[Dataset entries]
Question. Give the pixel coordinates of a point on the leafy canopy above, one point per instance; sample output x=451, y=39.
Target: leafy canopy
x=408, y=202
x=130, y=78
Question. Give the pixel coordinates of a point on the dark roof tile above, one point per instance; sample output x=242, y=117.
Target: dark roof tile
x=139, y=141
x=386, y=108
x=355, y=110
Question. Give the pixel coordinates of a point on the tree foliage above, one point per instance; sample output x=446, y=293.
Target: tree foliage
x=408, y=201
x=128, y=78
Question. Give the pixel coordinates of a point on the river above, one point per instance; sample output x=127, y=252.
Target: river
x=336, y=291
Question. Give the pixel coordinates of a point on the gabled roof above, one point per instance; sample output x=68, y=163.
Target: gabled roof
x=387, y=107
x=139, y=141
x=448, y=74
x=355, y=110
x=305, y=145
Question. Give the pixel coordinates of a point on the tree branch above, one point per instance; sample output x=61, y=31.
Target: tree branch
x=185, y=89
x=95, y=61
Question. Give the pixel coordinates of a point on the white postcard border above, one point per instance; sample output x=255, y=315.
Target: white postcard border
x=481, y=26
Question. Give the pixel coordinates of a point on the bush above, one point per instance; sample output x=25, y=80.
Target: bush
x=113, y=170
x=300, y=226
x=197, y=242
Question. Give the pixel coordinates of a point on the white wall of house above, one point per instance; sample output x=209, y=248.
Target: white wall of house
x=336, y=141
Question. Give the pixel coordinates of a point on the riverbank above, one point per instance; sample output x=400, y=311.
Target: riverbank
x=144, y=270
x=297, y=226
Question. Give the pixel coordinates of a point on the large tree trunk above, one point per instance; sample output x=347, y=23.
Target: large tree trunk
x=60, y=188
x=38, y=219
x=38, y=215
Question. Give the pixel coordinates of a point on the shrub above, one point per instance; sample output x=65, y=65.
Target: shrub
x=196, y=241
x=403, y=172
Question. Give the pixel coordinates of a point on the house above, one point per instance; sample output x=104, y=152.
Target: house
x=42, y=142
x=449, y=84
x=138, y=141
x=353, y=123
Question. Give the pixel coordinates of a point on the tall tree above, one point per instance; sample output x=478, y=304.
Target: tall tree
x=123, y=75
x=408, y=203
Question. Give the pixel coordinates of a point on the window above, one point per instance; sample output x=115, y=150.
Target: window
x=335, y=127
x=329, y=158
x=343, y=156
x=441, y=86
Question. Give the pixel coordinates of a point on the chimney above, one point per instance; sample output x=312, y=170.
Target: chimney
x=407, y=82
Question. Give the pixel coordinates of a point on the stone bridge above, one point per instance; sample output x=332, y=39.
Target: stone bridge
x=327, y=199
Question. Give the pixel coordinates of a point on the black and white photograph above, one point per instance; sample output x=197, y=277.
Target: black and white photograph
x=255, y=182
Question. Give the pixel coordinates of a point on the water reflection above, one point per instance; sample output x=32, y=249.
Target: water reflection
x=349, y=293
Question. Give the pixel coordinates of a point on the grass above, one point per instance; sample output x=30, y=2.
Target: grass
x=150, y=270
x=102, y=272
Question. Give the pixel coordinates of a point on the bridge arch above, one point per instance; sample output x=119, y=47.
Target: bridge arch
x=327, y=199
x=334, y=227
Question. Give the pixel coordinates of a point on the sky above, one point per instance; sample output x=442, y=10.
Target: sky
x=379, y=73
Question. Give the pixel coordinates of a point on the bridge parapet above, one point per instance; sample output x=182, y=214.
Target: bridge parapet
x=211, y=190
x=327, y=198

→ AIM OF THE EXERCISE: Return, line for line and unchanged, the data from its first line through the line containing "Question. Give the pixel coordinates of a point on the dark".

→ OUTPUT OF THE EXERCISE:
Question. Give the pixel coordinates of a point on the leafy canopy above, one point per instance; sample output x=451, y=39.
Target: leafy canopy
x=408, y=202
x=130, y=78
Question. Give the pixel coordinates of a point on the dark roof tile above, one point per instance; sample output x=242, y=117.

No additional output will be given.